Task to complete:
Scan the material for the string "head" and copy out every line in which it occurs.
__________
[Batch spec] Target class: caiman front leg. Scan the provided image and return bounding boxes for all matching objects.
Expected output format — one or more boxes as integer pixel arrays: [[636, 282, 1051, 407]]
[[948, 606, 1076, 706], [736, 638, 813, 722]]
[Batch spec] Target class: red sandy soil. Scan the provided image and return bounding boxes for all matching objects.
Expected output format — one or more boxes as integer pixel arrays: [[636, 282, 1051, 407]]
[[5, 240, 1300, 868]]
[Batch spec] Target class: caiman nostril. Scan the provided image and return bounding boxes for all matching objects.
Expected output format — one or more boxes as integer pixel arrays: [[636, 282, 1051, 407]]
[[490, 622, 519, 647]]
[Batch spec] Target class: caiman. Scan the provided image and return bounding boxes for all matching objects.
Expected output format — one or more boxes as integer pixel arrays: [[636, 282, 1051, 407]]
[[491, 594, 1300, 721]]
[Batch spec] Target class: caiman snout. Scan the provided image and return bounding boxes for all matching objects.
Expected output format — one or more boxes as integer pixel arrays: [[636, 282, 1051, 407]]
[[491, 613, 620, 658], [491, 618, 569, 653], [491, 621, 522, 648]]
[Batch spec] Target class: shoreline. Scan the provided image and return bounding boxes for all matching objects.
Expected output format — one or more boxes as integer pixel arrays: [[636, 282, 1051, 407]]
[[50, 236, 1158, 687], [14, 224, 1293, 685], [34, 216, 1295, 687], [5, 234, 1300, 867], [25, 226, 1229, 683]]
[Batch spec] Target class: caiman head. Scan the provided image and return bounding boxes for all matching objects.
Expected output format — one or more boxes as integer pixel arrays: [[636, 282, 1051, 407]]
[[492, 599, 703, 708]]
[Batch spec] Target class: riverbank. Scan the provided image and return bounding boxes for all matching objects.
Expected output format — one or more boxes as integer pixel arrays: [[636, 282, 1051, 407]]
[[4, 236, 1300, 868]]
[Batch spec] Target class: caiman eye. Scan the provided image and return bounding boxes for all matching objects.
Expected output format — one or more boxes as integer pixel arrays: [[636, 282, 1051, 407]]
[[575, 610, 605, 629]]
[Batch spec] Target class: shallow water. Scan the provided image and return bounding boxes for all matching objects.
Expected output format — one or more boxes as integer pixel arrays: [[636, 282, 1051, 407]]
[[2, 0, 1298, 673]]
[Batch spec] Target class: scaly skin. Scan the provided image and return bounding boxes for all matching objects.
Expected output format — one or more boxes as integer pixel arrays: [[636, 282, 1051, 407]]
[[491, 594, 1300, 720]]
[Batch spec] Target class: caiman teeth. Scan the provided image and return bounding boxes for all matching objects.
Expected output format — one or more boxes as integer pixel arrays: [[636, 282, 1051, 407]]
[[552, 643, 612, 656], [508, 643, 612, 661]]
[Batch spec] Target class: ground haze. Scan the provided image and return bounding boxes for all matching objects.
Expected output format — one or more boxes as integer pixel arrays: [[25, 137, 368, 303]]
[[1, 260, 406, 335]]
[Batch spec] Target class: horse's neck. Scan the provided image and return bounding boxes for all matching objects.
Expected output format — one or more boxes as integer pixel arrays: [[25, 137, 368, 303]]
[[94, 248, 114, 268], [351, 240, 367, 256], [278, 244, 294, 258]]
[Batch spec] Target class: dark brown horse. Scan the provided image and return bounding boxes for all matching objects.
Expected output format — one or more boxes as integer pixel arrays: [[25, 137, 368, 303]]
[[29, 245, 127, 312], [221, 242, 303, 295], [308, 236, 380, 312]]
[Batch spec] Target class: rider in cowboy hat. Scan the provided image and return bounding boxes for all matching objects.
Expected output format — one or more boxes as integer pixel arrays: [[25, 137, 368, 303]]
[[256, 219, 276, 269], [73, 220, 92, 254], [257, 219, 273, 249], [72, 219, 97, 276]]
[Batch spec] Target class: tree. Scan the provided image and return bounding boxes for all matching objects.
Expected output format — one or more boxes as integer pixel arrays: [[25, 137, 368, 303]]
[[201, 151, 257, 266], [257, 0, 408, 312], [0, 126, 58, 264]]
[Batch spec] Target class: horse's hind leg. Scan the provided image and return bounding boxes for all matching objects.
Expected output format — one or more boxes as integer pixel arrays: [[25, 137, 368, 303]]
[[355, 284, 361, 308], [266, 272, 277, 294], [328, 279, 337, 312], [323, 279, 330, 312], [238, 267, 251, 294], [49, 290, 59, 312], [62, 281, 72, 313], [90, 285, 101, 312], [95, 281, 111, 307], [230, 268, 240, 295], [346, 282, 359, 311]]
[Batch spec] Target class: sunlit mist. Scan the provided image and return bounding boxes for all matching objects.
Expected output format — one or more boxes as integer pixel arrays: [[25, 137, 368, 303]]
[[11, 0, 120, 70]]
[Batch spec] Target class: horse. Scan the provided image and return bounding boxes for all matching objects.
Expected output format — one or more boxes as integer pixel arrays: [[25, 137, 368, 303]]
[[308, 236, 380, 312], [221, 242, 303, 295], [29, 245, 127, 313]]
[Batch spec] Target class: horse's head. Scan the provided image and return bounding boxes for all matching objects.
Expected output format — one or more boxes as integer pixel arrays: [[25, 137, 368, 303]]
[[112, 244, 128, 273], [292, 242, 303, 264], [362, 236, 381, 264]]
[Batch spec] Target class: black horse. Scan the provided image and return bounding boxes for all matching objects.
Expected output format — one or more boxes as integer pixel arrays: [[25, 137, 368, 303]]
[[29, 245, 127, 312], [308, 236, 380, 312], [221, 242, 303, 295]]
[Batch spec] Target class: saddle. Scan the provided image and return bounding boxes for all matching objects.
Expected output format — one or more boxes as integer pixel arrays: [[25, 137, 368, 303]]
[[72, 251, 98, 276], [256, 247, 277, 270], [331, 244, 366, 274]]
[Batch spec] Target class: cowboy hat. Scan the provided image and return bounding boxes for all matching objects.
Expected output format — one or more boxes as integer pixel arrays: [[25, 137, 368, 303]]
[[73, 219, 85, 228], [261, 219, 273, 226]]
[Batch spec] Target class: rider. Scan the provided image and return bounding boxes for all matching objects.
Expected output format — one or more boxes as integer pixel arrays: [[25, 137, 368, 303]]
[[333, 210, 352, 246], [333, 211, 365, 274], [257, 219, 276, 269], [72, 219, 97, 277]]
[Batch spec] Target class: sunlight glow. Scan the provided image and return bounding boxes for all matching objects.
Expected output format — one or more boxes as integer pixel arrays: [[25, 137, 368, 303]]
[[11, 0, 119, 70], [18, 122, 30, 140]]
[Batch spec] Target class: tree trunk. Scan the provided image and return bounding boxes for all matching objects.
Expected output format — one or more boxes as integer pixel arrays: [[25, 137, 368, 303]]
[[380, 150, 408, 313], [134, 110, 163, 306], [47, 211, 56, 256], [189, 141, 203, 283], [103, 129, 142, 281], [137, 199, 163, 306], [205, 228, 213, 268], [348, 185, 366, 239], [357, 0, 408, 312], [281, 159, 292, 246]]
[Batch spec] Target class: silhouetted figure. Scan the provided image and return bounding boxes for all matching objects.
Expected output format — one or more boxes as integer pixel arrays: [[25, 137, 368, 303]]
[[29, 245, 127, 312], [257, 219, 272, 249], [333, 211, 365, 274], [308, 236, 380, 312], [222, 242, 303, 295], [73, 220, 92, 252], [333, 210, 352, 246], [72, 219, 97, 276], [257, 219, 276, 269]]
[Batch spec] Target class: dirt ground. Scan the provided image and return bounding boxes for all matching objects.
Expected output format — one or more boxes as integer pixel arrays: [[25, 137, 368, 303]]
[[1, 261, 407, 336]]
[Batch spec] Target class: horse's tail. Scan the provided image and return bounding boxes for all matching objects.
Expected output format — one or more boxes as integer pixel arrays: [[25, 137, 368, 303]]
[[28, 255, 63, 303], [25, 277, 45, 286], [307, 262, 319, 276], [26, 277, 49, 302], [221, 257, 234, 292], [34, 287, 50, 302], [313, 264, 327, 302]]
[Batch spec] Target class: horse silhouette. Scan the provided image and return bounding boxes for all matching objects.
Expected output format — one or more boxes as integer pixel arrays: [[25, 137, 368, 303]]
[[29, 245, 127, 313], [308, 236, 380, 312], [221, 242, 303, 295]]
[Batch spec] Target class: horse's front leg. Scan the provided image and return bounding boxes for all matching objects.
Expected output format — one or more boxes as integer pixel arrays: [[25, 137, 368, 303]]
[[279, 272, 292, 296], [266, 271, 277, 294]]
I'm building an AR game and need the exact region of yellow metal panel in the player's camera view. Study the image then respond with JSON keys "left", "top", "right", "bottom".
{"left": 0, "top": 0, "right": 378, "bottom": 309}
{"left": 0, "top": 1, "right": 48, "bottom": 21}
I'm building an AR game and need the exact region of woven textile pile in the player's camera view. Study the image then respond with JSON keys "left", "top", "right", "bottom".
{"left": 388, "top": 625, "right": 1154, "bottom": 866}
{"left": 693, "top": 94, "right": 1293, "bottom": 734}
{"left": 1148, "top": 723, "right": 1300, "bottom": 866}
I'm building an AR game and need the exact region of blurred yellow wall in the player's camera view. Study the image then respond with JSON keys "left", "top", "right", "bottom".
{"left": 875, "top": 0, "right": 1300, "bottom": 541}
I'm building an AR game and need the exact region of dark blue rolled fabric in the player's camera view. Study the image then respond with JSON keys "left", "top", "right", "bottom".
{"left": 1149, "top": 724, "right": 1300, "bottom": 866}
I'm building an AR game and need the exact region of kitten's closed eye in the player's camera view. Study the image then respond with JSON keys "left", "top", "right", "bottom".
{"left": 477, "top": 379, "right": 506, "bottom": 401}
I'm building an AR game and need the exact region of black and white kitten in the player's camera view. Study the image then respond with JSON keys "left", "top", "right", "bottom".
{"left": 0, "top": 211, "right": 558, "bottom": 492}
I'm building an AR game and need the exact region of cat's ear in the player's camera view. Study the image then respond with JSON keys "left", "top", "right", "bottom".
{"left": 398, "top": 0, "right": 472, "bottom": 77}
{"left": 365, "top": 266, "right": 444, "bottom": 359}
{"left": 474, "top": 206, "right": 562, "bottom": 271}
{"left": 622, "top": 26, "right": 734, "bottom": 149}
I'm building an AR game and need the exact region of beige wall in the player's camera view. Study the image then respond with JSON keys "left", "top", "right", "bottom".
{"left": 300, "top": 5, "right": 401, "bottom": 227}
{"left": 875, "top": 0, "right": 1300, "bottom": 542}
__________
Task response:
[Batch spec] Target class: caiman head. Scan the provided image and return bounding boxes for all matching objects.
[Batch spec] Target class: horse's head. Scan the provided image and return bounding boxes for all matching objects.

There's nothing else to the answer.